Continue the biography of naval officer Gail Harris, starting after its last sentence.

EXCERPTED PASSAGE:
BEGIN

- Born: June 23, 1949 (age 77) East Orange, New Jersey, U.S.
- Allegiance: United States of America
- Branch: United States Navy
- Service years: 1973–2001
- Rank: Captain
- Other work: Intelligence expert, Lockheed Martin

= Gail Harris (naval officer) =

Gail Harris (born June 23, 1949) is a former United States Navy officer, and was the highest-ranking female African American in the U.S. Navy upon her retirement in December 2001. She served as the first female intelligence officer in a Navy aviation squadron in 1973. In 1979, Captain Harris became the first female and African American instructor at the Armed Forces Air Intelligence Training Center at Lowry Air Force Base, Colorado. In 1989, she became the first female and African American to lead the Intelligence Department for Fleet Air Reconnaissance Squadron in Rota, Spain, the largest Navy aviation squadron.

==Early life and education==
Harris was born on June 23, 1949, in East Orange, New Jersey, to James and Lena Harris, and was raised in Newark, New Jersey's inner city along with her brother and sister. After high school Captain Harris received her Bachelor of Arts degree in political science from Drew University, in Madison, New Jersey, in 1971. In 1983, she earned a master's degree in international studies at the University of Denver's Graduate School of International Studies (now the Josef Korbel School of International Studies), where Condoleezza Rice was a classmate of hers.

==Career==
Harris entered the U.S. Navy on May 16, 1973 and was commissioned through Officer Candidate School, in Newport, Rhode Island.

In October 1973 to October 1976, Harris was chosen to be the test case for women in Naval Operational Aviation Squadron, and there, she served as the air intelligence officer for Patrol Squadron 47 at Moffett Field, California, her first assignment.

At the end of 1976, she was requested by name to report to Kamiseya, Japan, to the Fleet Ocean Surveillance Information Facility and became the first female and African American female to be designated an Intelligence Watch Specialist in the U.S. Navy, as an Intelligence Watch Officer.

In April 1979, Captain Gail Harris became the U.S. Navy's first female and African American instructor at the Armed Forces Air Intelligence Training Center at Lowry Air Force Base, Colorado. There she built up the U.S. Navy's first course on ocean surveillance information systems and taught the Anti-Submarine Warfare and Soviet Surface Operations courses.

In 1984, Captain Harris was one of the first two women assigned to the Office of Naval Intelligence's War Gaming Team Detachment at the Naval War College, and was chosen to be commander of the Soviet Union's Theater military forces, twice during the Global War Games.

END

EXCERPTED RECORDS:
BEGIN

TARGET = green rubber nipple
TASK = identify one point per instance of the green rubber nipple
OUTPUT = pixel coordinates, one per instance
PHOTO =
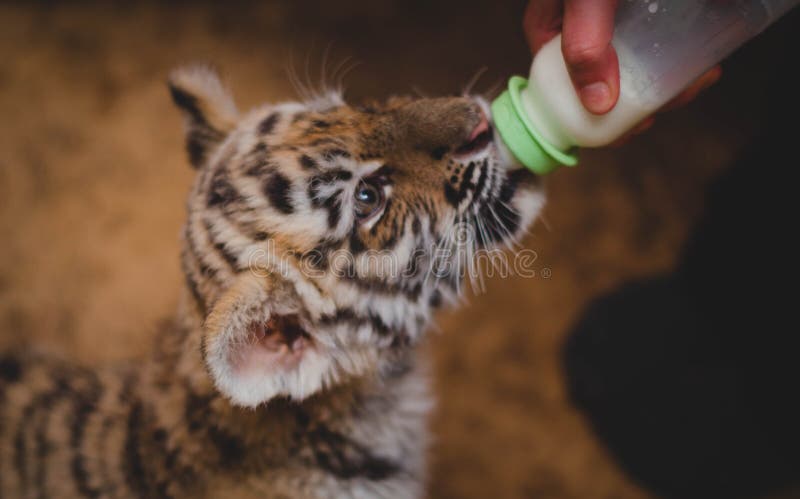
(521, 137)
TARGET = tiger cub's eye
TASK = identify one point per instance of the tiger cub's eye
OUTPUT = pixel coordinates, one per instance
(369, 199)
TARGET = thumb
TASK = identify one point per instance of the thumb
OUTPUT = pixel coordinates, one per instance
(591, 59)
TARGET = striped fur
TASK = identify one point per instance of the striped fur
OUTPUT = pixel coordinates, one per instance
(292, 367)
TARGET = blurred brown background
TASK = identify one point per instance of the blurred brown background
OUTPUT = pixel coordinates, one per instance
(93, 177)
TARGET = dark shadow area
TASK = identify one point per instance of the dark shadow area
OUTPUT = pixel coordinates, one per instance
(691, 379)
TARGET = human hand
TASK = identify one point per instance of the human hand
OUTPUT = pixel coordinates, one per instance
(587, 27)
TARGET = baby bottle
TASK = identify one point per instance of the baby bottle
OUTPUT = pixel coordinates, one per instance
(662, 46)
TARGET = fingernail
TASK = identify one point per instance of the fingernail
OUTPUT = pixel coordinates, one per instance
(596, 97)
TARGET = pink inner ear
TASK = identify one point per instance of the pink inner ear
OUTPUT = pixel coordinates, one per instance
(275, 346)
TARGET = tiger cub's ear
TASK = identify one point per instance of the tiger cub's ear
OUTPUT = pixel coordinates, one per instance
(256, 349)
(208, 107)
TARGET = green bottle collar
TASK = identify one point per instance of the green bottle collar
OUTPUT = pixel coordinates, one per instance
(521, 137)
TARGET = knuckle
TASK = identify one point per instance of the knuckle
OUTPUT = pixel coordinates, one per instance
(582, 52)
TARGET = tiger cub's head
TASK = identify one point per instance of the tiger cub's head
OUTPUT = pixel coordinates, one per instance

END

RESULT FOR THIS TASK:
In 1988, Gail was requested by name to coordinate the Defense Department's Intelligence support for the 1988 Olympics in Seoul, South Korea.

In 1989, she was selected to head the Intelligence Department for Fleet Air Reconnaissance Squadron Two, in Rota, Spain, becoming the first female and African American to do so in the U.S. Navy's largest Aviation Squadron. The mission was for the squadron to support U.S. military and aircraft carrier operations with intelligence reports during the Gulf War.

During her service, between 1992 and 1996, in the Middle East, as the intelligence planner for Commander U.S. Forces Central Command, she also headed the U.S. Navy's Iraqi Crisis Action Cell and Intelligence Watch Center during crisis operations in the Persian Gulf. At this time, she was also specifically chosen by the director of Naval Intelligence and commander of U.S. Naval Forces Central Command to fill in as acting naval attache, Egypt, for a five-month period, becoming the first female attache to a Middle Eastern country.

For her last assignment, Harris was selected to develop intelligence policy for computer network defense and computer network attack for the Department of Defense.

==Personal life==
Since retiring from the military in 2001, Harris worked for Lockheed Martin as an intelligence subject matter expert. She has also been a contributing author to books such as Wake Up and Live Your Life With Passion, and Lies and Limericks: Inspirations from Ireland. She is currently finishing her book/memoir War On Any Given Day, and she also has a weekly R&B radio show.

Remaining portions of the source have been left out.